▶ Problem requirements: Extract every line of the items below that contains the string "roof", and copy each one unchanged.

(Coordinate labeling items)
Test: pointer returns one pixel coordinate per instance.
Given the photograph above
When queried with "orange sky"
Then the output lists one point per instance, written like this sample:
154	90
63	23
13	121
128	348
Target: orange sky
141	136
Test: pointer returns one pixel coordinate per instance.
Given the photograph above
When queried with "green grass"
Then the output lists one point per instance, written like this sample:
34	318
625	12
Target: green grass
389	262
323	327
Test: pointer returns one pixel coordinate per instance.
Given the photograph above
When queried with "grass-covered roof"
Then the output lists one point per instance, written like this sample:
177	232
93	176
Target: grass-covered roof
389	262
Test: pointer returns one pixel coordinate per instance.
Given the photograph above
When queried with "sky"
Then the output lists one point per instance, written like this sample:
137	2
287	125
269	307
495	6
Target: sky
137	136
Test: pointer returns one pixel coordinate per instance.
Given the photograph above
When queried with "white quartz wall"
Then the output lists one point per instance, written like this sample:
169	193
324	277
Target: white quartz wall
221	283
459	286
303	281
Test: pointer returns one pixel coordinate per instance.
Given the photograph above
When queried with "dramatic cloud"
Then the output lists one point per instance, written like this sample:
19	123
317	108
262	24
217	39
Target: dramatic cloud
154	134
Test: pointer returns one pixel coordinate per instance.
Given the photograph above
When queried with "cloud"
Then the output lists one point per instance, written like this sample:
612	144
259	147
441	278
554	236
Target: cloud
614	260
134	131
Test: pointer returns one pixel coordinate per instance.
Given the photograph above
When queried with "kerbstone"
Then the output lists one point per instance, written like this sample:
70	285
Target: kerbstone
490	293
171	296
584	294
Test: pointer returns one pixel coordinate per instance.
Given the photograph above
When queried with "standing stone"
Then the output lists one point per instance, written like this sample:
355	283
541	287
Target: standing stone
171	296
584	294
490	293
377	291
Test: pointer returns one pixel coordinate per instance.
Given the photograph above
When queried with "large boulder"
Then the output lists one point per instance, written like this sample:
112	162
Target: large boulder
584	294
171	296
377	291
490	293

▶ Completed task:
When queried with "grass-covered roof"
Target: grass-covered roof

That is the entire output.